◆ **Passage given**

※ ※ ※

As platforms and processes evolve, IT management has a responsibility to distil user preferences upwards and build an IT stack that is capable of reflecting the way people want to work on the devices that people want to work with.
At the same time, corporate users are becoming more tech-savvy and many non-technical workers are even becoming aware of the way cloud computing works. Once people know more about the back-end elements of IT, it seems reasonable that they will want to do more with the front end on their own devices.
Ten years ago, businesspeople didn't use the term 'application' in the same way that they do nowadays - largely thanks to the popularisation of the term 'app' which was first used to describe software on tablets and smartphones. Five years from now, comparatively non-technical businesspeople may well know what an application programming interface (API) is, by the same degree of evolution.
So what does this mean for cloud?
Today we sit at a pivotal point in terms of people starting to understand what the mechanics of cloud computing really look like.
Part of that process is an appreciation for the 'different types' of cloud that exist (optimised for storage, networking, processing/compute, memory etc.) - as well as an effort to understand the different layers of our IT as we migrate them to the cloud.
Often described by the term 'stack' or indeed 'full stack', we hear technologists talk about 'deployments across the full breadth of your IT stack' and such like. But what does it mean?

※ ※ ※

◆ **Information provided**
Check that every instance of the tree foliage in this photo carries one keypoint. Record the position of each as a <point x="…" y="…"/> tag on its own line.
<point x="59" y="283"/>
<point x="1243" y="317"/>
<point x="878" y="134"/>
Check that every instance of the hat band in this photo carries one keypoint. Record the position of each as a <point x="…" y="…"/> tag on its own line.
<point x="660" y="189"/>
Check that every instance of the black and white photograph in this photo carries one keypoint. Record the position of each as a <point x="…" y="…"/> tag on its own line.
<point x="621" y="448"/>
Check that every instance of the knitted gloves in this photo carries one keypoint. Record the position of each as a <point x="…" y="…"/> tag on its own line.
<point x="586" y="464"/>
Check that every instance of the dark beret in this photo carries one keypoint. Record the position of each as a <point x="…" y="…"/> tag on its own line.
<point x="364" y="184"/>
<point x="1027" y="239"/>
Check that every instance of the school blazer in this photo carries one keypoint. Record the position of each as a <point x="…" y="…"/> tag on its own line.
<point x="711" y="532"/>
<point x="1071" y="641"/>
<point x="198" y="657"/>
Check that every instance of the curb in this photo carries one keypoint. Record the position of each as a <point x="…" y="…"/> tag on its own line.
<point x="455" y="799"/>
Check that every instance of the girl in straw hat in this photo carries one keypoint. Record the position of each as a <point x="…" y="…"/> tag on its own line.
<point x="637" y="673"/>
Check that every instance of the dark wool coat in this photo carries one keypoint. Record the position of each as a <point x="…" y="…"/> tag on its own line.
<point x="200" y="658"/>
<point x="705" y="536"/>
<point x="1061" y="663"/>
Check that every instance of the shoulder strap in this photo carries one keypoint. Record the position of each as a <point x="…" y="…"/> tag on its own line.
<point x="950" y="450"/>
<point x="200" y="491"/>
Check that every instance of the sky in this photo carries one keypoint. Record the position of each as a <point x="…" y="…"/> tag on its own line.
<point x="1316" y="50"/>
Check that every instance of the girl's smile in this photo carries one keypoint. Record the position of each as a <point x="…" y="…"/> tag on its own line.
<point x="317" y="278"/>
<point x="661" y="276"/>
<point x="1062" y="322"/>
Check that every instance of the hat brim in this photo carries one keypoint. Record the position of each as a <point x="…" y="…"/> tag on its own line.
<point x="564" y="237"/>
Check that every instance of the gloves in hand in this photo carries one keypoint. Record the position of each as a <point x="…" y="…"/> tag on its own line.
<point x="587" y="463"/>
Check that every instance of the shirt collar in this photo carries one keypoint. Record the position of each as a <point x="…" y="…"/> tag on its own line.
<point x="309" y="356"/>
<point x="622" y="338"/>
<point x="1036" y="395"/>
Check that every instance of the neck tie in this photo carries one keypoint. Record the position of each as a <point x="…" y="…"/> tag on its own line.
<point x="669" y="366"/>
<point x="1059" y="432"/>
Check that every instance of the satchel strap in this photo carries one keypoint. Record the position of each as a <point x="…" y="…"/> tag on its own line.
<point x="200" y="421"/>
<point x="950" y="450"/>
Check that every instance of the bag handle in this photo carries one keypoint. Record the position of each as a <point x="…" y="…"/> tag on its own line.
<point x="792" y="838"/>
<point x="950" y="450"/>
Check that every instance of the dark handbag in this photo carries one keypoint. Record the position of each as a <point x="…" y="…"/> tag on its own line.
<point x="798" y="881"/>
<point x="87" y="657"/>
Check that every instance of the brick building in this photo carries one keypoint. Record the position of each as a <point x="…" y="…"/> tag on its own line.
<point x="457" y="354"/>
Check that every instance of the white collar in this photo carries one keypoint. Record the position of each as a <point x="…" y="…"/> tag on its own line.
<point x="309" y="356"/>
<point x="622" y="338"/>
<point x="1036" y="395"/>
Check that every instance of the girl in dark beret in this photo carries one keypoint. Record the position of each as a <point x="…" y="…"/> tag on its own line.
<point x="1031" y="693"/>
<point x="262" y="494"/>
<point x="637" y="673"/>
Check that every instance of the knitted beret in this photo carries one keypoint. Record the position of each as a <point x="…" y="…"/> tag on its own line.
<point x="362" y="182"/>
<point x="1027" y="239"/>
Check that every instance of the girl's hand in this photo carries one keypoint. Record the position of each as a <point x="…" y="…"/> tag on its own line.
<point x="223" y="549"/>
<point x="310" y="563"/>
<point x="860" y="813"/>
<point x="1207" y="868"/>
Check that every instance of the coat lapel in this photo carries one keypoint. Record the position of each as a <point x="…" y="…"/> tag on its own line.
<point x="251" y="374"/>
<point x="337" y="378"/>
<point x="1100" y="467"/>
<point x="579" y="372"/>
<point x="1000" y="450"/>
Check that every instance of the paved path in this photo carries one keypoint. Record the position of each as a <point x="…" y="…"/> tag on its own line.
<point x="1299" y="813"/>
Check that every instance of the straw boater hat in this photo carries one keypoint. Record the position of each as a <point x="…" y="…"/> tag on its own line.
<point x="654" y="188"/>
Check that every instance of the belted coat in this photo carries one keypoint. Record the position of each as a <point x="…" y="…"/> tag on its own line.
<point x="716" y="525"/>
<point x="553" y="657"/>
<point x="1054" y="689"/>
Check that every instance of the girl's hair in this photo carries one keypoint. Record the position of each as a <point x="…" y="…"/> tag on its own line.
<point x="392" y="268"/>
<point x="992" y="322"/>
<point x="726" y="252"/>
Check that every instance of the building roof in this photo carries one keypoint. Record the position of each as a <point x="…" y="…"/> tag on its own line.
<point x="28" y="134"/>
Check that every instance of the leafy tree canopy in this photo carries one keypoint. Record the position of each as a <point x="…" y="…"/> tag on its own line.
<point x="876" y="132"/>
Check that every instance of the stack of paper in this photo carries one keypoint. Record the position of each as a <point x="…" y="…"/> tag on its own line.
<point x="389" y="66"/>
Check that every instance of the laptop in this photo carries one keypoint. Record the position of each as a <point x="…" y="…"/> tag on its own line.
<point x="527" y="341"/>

※ ※ ※

◆ **Written task 1**
Using the passage on cloud computing, decide whether each statement agrees with it. Answer yes or no, and quote the deciding words.
(a) The term "app" was first used to describe software on tablets and smartphones.
(b) Non-technical workers are becoming less aware of how cloud computing works.
(c) Storage is one of the things the passage says a type of cloud can be optimized for.
◆ **Written task 2**
Please write the next part of the passage on cloud computing, picking up after its final sentence.

◆ **Result 1**
(a) Yes: "the term 'app' which was first used to describe software on tablets and smartphones"
(b) No: "many non-technical workers are even becoming aware of the way cloud computing works"
(c) Yes: "optimised for storage, networking, processing/compute, memory etc."

◆ **Result 2**
All we are talking about is every part of the computer system. This means everything from the base level logic and system level design, upwards to the applications, user interfaces, and the latest visualisation tools.
Inside the stack
Looking closer, while still retaining a relatively easy-to-digest explanation of the stack, we can pinpoint the following layers:
System logic, languages, server-level networking, and hosting
Data models and business logic
Data transport bus systems and APIs
Visualisation and graphical user interface (GUI)
User experiences and functionality
Software requirements and project management
How we get the stack to the cloud
Cloud hosting providers, operating systems companies, and even hardware manufacturers are increasingly positioning themselves as systems integrators (SIs) -- and this function will be crucial in terms of helping enterprises use pre-existing blueprints and best practice frameworks for moving their stack to the cloud.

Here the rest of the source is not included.